**** Stored data

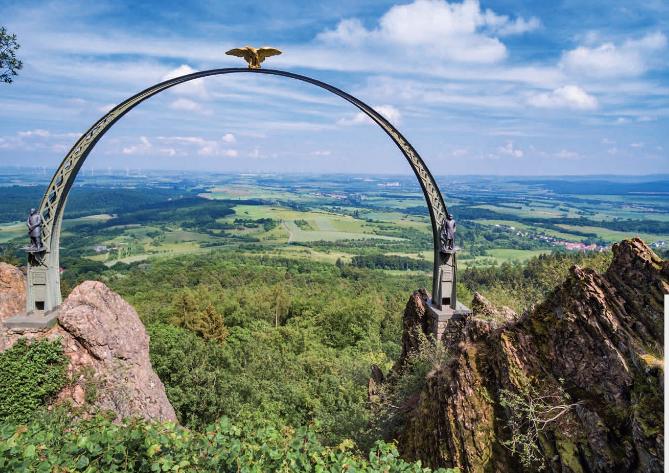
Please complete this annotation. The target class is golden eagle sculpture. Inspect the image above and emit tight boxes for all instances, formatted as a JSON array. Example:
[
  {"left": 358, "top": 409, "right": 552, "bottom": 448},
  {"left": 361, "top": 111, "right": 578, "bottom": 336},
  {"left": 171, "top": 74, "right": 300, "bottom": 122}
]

********

Nothing but an exact copy of the data, without its images, should make up your answer.

Please complete this annotation. The target class is golden eagle sculpture. Inspect the image above and emit tight boxes for all instances, formatted as a JSON array. Example:
[
  {"left": 358, "top": 409, "right": 552, "bottom": 448},
  {"left": 361, "top": 111, "right": 578, "bottom": 336},
  {"left": 171, "top": 74, "right": 300, "bottom": 122}
]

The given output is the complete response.